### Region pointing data
□ □ □ □ □ □ □

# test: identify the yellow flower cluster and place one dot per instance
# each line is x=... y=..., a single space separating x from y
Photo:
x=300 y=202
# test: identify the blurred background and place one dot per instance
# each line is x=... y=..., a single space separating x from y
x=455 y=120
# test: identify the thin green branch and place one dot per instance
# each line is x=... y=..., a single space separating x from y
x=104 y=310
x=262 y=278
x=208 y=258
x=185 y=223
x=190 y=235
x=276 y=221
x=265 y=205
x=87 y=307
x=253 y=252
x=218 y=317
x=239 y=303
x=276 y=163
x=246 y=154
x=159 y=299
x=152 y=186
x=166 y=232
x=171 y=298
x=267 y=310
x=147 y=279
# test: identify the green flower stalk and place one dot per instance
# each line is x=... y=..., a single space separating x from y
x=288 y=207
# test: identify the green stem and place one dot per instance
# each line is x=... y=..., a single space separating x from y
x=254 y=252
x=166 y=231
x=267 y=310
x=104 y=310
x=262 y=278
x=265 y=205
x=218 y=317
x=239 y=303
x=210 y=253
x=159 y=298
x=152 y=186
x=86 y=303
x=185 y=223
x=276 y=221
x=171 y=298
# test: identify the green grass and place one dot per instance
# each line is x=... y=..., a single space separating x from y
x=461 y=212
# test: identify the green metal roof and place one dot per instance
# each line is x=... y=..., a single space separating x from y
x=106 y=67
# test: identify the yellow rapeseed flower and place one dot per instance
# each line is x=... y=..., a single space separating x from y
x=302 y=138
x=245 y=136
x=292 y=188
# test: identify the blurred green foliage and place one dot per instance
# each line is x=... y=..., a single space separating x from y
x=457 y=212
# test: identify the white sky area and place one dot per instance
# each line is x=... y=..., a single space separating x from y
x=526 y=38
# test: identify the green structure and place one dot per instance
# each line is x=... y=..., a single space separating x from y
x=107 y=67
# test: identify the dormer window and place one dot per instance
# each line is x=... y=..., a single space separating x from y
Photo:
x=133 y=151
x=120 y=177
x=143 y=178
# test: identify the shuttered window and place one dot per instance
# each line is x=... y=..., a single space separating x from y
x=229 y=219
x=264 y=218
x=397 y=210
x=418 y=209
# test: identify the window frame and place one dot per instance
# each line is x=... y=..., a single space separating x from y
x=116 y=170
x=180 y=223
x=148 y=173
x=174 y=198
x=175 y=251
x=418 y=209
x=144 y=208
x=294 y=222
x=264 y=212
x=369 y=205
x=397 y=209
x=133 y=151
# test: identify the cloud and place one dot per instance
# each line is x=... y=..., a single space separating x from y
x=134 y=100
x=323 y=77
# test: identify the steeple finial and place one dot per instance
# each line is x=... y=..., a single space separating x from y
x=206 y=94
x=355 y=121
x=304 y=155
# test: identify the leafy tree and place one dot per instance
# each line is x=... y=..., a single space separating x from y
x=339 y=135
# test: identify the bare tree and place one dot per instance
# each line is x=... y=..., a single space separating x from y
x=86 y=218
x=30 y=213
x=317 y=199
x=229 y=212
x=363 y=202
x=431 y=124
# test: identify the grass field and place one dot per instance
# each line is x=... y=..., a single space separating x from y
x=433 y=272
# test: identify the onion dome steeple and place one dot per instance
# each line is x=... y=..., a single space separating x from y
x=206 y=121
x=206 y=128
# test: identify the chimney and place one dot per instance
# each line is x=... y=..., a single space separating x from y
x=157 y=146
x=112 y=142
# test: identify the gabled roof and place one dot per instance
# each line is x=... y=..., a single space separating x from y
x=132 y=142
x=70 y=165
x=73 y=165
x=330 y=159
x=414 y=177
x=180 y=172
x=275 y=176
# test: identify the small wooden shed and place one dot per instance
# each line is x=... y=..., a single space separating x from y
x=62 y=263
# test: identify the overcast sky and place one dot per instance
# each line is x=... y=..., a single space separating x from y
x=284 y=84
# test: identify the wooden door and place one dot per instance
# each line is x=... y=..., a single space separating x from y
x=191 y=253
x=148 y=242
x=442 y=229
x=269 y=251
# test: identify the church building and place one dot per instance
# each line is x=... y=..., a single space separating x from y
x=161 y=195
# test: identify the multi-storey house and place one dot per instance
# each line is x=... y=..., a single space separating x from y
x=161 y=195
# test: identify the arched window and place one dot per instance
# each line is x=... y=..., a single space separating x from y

□ □ □ □ □ □ □

### What is being asked
Using the entries, count how many lines contain the string "grass". Write only the number.

### Task response
2